WHAT THE EXERCISE ASKS: Pull out every line of the material below that contains the word "face" and copy each of those lines.

DATA RECORDS:
-------------------------
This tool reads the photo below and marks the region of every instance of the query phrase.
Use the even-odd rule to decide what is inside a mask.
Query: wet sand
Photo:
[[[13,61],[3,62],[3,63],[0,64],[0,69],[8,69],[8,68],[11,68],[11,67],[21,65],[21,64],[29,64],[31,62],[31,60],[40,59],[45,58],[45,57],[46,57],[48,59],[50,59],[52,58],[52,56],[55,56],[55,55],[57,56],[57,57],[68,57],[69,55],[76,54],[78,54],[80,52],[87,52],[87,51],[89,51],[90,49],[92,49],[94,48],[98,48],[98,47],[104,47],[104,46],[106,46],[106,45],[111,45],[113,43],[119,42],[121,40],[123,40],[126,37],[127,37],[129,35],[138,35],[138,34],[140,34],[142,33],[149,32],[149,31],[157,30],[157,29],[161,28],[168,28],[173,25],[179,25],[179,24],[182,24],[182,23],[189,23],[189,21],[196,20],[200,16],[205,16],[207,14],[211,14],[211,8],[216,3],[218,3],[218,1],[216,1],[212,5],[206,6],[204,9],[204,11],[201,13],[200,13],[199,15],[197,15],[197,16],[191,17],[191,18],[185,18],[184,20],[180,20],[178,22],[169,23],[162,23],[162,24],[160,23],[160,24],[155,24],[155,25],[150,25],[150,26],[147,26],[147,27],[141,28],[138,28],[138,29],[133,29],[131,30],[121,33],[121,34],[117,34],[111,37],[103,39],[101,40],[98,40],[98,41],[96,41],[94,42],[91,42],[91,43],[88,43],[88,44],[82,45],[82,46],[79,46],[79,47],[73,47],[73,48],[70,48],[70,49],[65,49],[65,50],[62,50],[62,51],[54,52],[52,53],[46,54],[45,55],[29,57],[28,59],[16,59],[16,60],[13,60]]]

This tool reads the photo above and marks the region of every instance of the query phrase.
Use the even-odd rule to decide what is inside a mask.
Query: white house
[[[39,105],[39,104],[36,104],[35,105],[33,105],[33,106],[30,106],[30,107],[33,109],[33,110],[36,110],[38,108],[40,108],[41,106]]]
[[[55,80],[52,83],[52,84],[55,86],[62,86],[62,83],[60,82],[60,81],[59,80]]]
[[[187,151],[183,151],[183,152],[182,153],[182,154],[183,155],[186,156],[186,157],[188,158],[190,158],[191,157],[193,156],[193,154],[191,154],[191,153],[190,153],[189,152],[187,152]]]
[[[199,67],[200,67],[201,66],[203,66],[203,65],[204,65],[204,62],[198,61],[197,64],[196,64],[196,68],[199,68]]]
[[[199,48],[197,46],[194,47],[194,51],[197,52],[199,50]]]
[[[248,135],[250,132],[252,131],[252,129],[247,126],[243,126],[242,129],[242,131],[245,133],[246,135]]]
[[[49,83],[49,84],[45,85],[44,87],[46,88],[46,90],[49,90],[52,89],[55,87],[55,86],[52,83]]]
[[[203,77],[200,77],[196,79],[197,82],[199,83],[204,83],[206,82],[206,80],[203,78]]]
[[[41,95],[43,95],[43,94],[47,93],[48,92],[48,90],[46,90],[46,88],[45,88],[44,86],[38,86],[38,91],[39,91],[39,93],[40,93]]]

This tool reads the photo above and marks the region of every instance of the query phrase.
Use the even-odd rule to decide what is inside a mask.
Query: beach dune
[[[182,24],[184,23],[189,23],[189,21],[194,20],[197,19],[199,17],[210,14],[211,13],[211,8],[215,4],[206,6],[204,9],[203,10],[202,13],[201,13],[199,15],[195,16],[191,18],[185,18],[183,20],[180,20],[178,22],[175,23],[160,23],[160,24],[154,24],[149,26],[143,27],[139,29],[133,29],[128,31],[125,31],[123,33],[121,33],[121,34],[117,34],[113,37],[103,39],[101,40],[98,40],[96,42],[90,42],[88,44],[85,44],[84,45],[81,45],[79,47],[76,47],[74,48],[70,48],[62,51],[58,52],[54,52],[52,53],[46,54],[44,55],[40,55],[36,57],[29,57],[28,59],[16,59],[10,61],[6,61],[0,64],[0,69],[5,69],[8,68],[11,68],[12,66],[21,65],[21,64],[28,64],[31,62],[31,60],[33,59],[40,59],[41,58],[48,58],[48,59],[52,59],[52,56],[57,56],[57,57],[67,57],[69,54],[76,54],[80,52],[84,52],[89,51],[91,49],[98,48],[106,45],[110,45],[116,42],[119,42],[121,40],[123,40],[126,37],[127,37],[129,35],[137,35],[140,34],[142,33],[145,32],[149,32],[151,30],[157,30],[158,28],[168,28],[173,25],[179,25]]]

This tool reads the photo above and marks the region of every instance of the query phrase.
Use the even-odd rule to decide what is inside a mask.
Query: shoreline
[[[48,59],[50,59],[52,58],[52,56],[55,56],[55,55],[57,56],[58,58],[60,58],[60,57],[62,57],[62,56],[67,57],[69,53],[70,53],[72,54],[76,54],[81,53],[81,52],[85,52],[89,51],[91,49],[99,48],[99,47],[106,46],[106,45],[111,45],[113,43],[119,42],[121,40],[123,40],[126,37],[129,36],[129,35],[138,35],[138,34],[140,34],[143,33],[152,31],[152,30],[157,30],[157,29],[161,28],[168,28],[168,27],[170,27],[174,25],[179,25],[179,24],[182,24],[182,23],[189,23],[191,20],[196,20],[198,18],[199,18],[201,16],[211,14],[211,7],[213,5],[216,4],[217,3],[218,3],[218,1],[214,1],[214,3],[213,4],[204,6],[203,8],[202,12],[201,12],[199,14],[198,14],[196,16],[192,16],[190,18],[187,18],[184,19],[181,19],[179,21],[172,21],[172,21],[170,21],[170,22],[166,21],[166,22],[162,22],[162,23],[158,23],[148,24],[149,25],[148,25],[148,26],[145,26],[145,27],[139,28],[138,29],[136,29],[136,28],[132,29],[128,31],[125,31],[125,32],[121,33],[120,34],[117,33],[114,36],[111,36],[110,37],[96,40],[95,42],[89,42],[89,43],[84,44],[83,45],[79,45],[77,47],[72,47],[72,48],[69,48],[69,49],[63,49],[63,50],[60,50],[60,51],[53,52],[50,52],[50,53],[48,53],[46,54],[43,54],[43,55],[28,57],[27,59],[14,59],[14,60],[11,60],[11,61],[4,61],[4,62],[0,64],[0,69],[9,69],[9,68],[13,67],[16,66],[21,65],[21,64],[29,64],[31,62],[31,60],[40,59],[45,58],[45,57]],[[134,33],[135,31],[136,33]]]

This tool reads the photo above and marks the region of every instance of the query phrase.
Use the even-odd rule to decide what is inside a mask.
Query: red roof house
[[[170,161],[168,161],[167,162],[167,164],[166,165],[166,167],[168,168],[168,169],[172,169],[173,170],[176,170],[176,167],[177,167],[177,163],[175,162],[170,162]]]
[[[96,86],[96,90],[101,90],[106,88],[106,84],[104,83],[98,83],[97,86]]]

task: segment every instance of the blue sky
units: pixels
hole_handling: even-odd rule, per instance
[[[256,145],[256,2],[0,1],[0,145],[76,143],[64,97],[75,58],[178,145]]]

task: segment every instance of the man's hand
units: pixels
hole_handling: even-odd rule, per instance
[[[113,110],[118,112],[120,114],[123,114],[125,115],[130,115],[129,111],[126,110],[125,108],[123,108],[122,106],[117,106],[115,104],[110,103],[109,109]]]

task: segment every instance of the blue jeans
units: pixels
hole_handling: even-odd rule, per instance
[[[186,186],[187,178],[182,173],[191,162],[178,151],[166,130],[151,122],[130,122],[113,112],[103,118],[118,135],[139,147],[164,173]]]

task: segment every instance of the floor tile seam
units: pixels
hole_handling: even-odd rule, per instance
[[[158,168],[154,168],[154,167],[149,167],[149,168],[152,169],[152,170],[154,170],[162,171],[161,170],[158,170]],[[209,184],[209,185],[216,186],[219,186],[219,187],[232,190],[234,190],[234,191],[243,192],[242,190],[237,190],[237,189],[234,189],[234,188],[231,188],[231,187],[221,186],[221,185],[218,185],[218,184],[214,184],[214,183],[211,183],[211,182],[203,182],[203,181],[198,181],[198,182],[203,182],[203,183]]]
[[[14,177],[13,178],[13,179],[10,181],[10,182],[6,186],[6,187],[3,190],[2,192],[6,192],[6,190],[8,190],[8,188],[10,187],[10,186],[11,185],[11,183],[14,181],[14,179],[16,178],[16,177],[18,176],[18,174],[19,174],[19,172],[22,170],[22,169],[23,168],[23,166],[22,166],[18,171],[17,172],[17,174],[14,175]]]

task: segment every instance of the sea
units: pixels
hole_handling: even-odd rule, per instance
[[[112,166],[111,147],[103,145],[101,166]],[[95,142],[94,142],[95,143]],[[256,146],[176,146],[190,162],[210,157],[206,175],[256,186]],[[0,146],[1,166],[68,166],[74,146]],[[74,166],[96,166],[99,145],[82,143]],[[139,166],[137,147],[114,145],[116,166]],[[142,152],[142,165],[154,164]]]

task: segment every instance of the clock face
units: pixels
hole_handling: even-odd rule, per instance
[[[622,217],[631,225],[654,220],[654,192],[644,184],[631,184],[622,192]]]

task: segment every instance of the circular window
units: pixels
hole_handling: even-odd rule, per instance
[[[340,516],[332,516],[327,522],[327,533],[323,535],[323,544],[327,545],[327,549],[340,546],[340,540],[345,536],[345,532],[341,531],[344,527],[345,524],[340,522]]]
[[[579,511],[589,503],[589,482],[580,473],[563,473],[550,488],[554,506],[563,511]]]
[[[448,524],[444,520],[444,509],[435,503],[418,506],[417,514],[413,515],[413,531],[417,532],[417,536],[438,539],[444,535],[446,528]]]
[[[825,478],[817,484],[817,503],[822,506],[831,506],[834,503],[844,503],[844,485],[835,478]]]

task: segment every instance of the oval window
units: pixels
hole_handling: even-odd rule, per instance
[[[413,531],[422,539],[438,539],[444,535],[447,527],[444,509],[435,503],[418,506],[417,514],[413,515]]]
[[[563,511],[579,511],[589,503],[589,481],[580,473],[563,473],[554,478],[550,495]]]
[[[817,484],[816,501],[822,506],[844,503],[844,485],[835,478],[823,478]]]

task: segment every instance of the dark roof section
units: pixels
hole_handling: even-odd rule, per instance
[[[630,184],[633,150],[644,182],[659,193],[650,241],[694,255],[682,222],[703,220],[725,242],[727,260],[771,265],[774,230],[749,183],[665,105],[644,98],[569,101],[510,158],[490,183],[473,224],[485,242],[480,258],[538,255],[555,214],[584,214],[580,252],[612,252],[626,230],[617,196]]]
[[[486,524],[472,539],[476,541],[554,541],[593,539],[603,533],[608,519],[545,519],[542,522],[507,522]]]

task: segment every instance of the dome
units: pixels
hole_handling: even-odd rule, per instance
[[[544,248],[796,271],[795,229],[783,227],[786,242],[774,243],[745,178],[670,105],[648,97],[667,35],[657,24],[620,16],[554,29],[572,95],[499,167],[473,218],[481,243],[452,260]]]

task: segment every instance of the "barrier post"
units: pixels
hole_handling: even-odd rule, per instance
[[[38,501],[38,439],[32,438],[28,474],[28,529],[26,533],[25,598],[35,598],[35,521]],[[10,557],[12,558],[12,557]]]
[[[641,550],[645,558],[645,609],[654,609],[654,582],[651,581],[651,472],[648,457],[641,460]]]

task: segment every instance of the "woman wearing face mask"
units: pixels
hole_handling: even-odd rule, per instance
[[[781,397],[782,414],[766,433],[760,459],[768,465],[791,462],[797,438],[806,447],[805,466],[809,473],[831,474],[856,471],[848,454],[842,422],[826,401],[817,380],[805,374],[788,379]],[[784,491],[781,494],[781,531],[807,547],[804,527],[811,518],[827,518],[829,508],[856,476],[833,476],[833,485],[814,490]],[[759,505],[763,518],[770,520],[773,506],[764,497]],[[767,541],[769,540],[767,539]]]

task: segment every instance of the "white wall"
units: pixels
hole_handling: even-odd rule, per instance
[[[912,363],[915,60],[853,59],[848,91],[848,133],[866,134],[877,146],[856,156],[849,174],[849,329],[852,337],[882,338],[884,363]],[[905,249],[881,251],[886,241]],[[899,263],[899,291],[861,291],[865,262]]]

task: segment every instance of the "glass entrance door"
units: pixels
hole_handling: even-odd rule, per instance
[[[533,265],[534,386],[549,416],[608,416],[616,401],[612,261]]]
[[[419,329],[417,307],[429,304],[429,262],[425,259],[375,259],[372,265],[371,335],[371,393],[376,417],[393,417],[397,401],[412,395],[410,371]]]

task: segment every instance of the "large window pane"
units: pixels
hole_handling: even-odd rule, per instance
-------------------------
RESPONSE:
task: segment every instance of the clock face
task: segment every instance of the "woman wearing face mask"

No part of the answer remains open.